How Does The Heimlich Maneuver Work?

The Heimlich maneuver, also known as abdominal thrusts, is a life-saving technique used to clear a blocked airway when someone is choking. It applies abdominal pressure to force the obstruction out of the airway and restore normal breathing. In this blog post, we will explore how the Heimlich maneuver works and when it should be administered.

Purpose of the Heimlich Maneuver

Choking occurs when a foreign object, such as a piece of food or a small object, becomes lodged in the throat, blocking the flow of air into the lungs. This can lead to a life-threatening situation where the person is unable to breathe.

The Heimlich maneuver is designed to:

  1. Clear the Airway: By applying pressure to the abdomen, it forces the diaphragm and lungs to compress, increasing pressure in the chest cavity. This pressure can expel the obstructing object from the airway, allowing air to flow freely.
  2. Prevent Suffocation: The maneuver aims to prevent the person from suffocating by rapidly removing the blockage, enabling the person to breathe again.

Steps to Perform the Heimlich Maneuver

The Heimlich maneuver should only be administered when a person is visibly choking and unable to breathe or speak. It is essential to act quickly but calmly. Here are the steps to perform the Heimlich maneuver:

  1. Stand Behind the Choking Person: Position yourself behind the person who is choking, ensuring that you both remain stable.
  2. Place Your Fist: Make a fist with one hand and place the thumb side against the middle of the person's abdomen, just above the navel (belly button).
  3. Grasp with Your Other Hand: Place your other hand on top of your fist, creating a strong grip.
  4. Perform Abdominal Thrusts: Using quick, upward thrusts, apply firm pressure to the person's abdomen. The thrusts should be directed inward and upward, aiming to force the obstruction out.
  5. Continue Until the Object is Expelled: Continue with abdominal thrusts until the obstructing object is expelled, and the person can breathe or cough effectively. If the person becomes unconscious, lower them to the ground gently and start CPR.
  6. If the Person Becomes Unconscious: If the person loses consciousness during the maneuver, carefully lower them to the ground, check for signs of breathing, and begin CPR if necessary. Continue to assess the airway and remove any visible obstructions.

> **PROVIDED MATERIAL**:
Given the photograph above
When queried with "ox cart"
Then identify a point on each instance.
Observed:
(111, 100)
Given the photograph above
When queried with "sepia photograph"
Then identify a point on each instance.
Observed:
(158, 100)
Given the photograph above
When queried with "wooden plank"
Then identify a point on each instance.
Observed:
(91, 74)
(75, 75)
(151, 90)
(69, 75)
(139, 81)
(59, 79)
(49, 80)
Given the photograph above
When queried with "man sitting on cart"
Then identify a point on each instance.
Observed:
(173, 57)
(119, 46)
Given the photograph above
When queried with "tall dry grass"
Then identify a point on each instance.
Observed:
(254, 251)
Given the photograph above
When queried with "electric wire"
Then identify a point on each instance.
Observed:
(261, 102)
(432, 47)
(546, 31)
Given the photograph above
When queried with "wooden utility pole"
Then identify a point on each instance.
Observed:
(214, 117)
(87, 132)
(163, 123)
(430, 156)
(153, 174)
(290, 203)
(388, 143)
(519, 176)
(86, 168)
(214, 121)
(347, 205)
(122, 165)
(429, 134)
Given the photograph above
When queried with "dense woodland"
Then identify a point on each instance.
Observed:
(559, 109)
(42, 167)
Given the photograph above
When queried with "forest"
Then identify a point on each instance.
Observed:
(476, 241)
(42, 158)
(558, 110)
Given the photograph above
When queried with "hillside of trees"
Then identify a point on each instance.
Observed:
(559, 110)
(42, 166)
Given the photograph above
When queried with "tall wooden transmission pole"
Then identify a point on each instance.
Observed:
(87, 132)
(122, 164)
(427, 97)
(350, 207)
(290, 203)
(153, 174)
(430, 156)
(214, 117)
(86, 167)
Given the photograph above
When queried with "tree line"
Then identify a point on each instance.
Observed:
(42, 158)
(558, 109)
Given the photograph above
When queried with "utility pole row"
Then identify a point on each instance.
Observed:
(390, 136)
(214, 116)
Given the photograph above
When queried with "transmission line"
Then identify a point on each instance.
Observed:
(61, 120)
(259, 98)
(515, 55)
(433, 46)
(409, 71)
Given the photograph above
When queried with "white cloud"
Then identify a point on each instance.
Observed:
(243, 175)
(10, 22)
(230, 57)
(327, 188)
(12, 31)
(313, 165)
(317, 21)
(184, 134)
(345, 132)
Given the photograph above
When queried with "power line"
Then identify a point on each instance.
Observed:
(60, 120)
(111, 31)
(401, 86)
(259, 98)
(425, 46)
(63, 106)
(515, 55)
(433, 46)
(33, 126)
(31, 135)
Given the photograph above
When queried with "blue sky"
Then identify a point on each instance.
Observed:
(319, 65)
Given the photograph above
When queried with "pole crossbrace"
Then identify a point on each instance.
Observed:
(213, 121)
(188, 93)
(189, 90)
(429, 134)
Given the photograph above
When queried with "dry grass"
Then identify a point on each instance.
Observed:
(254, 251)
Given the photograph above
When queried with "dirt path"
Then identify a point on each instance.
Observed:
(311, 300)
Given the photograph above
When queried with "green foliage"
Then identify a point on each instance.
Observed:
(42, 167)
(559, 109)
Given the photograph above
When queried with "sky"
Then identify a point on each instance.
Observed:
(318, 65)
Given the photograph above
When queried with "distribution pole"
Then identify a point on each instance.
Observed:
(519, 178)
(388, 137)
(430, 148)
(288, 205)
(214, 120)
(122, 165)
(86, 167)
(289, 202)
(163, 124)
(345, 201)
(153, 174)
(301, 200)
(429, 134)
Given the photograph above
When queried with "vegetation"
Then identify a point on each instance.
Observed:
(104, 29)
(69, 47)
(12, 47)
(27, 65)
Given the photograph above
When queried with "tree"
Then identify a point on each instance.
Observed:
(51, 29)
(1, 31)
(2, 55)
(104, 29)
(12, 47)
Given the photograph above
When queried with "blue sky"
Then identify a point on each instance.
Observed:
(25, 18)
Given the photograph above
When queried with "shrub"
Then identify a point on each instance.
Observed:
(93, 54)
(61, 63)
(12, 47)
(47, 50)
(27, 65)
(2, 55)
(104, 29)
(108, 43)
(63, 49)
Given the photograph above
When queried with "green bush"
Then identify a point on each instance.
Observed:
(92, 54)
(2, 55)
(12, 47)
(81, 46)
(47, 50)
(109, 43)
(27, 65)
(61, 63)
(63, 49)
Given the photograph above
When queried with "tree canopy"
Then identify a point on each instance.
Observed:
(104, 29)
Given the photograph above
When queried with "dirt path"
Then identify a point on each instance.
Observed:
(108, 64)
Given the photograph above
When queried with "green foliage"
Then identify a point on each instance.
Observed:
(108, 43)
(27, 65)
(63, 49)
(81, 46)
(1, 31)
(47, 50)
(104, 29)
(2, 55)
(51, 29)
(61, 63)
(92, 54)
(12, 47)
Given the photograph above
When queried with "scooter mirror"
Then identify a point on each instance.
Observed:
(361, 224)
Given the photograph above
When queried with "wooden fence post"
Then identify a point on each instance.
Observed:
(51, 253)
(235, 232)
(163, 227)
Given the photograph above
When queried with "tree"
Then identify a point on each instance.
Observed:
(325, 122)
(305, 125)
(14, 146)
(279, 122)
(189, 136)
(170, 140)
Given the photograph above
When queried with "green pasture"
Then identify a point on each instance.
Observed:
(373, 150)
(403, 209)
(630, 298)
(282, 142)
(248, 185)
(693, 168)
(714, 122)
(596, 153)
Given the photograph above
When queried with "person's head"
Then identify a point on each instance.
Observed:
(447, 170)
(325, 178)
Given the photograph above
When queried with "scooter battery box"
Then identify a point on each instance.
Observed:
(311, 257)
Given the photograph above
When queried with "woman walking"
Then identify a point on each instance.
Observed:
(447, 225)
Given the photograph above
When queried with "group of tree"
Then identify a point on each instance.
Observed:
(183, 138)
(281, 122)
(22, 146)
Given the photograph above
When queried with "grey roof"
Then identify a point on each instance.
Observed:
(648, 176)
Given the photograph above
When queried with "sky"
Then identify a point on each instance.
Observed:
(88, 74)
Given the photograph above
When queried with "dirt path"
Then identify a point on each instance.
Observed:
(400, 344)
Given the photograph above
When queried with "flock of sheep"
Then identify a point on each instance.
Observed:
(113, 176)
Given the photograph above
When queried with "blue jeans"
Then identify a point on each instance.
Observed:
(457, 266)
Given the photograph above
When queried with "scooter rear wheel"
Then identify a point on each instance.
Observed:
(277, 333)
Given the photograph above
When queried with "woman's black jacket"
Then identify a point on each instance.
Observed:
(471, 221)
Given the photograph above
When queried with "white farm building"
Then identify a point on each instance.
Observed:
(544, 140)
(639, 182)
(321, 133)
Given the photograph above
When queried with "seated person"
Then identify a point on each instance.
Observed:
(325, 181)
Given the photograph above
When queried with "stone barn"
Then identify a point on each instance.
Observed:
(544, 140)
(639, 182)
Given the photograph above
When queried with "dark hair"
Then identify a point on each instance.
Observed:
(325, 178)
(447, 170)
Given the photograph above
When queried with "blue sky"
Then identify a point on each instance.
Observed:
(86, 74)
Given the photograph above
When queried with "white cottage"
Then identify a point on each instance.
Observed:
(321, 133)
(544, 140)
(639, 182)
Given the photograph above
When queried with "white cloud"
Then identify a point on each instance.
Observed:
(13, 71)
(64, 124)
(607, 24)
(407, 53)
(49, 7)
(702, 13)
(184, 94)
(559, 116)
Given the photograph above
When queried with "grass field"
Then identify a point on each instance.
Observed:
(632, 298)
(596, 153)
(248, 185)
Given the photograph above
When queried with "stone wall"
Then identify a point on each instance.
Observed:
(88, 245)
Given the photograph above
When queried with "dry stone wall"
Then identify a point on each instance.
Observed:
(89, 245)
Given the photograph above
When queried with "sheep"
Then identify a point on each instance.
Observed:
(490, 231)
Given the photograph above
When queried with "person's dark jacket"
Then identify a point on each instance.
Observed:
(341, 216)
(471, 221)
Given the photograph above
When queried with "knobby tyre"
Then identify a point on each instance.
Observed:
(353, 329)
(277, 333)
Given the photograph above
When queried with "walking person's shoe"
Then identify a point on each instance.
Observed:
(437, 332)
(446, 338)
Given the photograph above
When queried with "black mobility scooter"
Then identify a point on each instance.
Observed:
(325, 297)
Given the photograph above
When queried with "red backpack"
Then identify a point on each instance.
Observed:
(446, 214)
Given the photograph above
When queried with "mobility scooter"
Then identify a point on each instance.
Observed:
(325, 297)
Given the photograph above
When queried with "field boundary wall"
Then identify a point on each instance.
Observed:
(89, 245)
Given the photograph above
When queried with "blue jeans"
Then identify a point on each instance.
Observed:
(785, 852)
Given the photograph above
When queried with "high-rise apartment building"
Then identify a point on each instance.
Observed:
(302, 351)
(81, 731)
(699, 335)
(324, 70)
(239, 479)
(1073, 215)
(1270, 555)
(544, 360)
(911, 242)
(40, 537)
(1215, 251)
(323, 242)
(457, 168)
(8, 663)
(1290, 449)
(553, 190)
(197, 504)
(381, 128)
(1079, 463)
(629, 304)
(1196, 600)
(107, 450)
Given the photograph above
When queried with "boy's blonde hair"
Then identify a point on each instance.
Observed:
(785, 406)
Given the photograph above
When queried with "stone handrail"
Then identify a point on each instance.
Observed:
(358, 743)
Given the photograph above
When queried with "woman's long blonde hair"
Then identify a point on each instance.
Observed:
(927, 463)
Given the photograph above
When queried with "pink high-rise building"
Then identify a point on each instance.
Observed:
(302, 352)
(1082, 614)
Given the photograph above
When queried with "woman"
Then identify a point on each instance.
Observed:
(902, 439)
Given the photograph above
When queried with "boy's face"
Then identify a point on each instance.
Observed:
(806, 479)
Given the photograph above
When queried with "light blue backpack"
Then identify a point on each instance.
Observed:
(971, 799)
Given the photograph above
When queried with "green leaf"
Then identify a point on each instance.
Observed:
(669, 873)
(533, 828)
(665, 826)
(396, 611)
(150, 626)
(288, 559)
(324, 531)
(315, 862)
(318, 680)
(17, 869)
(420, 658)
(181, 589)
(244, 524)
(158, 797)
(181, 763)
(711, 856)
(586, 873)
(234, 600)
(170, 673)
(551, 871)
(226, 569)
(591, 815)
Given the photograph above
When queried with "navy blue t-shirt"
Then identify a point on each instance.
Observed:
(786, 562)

> **REQUIRED TASKS**:
(1) Transcribe the Heimlich maneuver text, everything from "5. Continue Until" down to "and start CPR.".
(2) Go on with the text on the Heimlich maneuver, picking up after its last sentence.
The records are separate from the Heimlich maneuver text and are not connected to it.

> **ANSWERS BY ITEM NUMBER**:
(1)
5. Continue Until the Object is Expelled: Continue with abdominal thrusts until the obstructing object is expelled, and the person can breathe or cough effectively. If the person becomes unconscious, lower them to the ground gently and start CPR.

(2)
What to Do If the Heimlich Maneuver Fails

If the Heimlich maneuver is unsuccessful in clearing the airway, or if the person becomes unconscious, you should:

  1. Call for Emergency Assistance: Dial emergency services (911 or your local emergency number) for professional medical help.
  2. Begin CPR: If the person is unconscious, initiate CPR, starting with chest compressions and rescue breaths. Check for signs of breathing and pulse before starting CPR.
  3. Check for Obstructions: While performing CPR, periodically check the mouth for any visible obstructions, and remove them if possible.

Special Considerations

  • Children and Infants: When performing the Heimlich maneuver on children and infants, the technique differs. For infants under one year old, back blows and chest thrusts are recommended. For older children, abdominal thrusts similar to those for adults can be used, but with less force.
  • Pregnant or Obese Individuals: Apply the Heimlich maneuver slightly higher, just under the breastbone (sternum), to account for changes in anatomy.
  • Ineffective Thrusts: If your thrusts are ineffective, continue to alternate between back blows (for infants and children) or chest thrusts (for adults) and abdominal thrusts until professional help arrives.

In summary, the Heimlich maneuver is a straightforward yet highly effective technique for clearing a blocked airway and preventing suffocation in cases of choking. When administered correctly and promptly, it can save lives by rapidly expelling obstructions from the airway, allowing the person to breathe freely again. However, it is essential to seek professional medical attention after a choking incident to ensure that no internal injuries or complications have occurred.